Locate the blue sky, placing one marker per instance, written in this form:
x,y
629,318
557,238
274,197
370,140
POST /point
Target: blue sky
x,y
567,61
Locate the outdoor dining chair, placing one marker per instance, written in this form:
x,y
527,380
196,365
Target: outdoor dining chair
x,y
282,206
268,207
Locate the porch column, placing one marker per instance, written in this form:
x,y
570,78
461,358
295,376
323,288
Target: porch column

***

WHAT YOU SHOULD DO:
Replace every "marker" in the data above with "dot" and write out all the lines again with nothing else changed.

ANSWER BELOW:
Locate the blue sky, placing one dot per instance, written in this form:
x,y
629,318
557,238
274,197
370,140
POST /point
Target: blue sky
x,y
567,61
Locate the outdoor dining chair, placing one dot per instance, written in this form:
x,y
527,380
196,365
Target: outdoor dining chair
x,y
282,206
268,207
Locate the porch column, placing one dot per instance, written in this form:
x,y
570,78
461,358
295,376
323,288
Target: porch column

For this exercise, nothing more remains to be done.